- **TASK BRIEF**
Count every line below in which "heeled" occurs, then give only the count.
==== TASK DATA ====
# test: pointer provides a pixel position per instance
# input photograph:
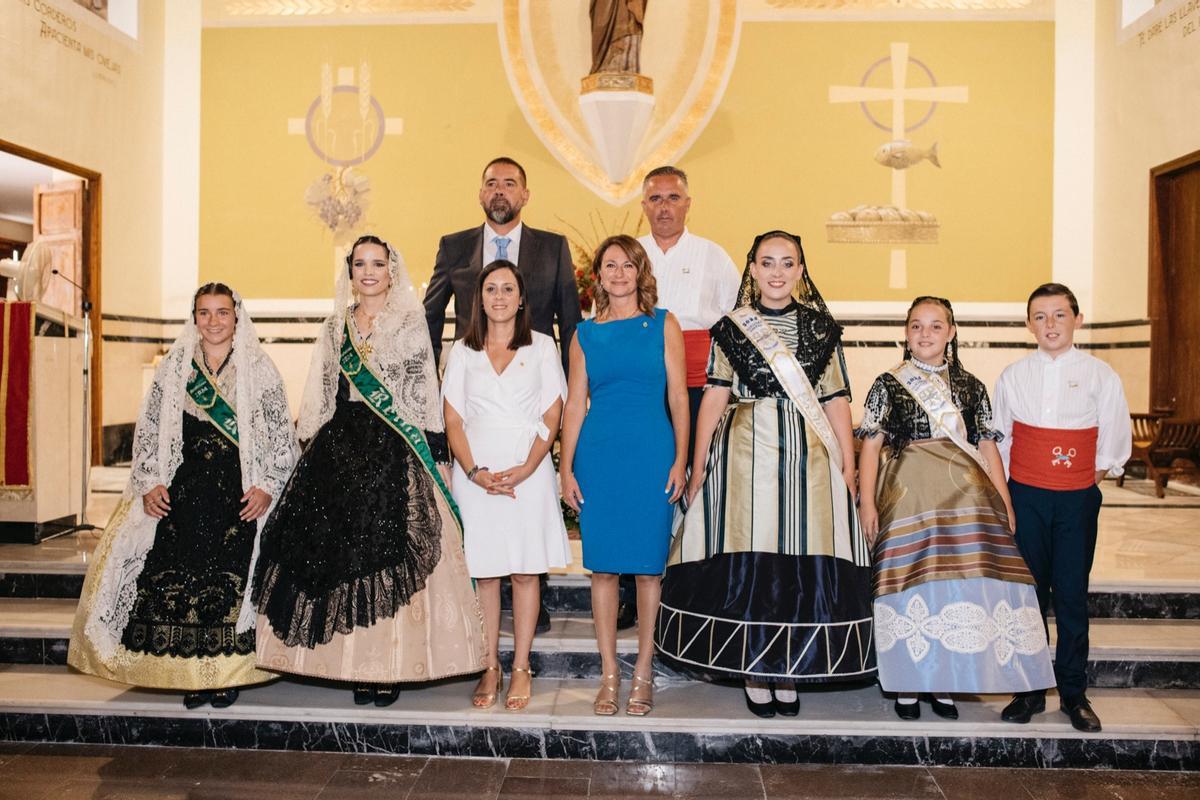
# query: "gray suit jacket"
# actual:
(545, 264)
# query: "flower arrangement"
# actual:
(583, 247)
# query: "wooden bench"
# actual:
(1167, 446)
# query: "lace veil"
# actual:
(268, 451)
(402, 355)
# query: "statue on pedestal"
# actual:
(617, 35)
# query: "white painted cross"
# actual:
(899, 94)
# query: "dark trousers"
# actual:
(1056, 535)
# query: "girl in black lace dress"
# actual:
(166, 603)
(363, 576)
(955, 609)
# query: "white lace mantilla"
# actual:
(960, 627)
(268, 451)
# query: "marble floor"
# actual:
(1145, 543)
(76, 771)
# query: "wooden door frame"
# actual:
(91, 250)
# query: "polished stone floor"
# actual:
(96, 773)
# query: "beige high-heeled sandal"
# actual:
(639, 707)
(519, 702)
(605, 704)
(481, 699)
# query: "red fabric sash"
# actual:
(1053, 458)
(695, 348)
(16, 395)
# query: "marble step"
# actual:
(570, 594)
(690, 722)
(1152, 654)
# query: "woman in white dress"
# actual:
(503, 395)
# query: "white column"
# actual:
(180, 156)
(1074, 148)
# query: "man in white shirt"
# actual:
(1066, 426)
(696, 280)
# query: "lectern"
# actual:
(41, 425)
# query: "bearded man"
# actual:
(544, 259)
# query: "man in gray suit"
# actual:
(544, 259)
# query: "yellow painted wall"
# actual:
(1147, 113)
(775, 154)
(60, 102)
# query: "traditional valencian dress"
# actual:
(363, 576)
(166, 602)
(955, 608)
(768, 576)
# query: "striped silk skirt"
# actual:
(768, 575)
(955, 607)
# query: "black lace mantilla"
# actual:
(892, 410)
(819, 338)
(189, 594)
(355, 534)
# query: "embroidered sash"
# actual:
(379, 401)
(791, 376)
(934, 397)
(207, 397)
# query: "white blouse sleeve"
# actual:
(454, 382)
(553, 382)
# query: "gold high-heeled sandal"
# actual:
(519, 702)
(639, 707)
(481, 699)
(605, 704)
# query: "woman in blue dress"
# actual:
(624, 455)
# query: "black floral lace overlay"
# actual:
(816, 340)
(190, 591)
(355, 534)
(892, 410)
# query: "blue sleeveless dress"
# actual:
(627, 446)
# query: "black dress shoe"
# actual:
(387, 696)
(196, 699)
(1081, 715)
(945, 710)
(1023, 708)
(785, 709)
(765, 710)
(627, 615)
====
- **RESPONSE TO THE EXERCISE**
2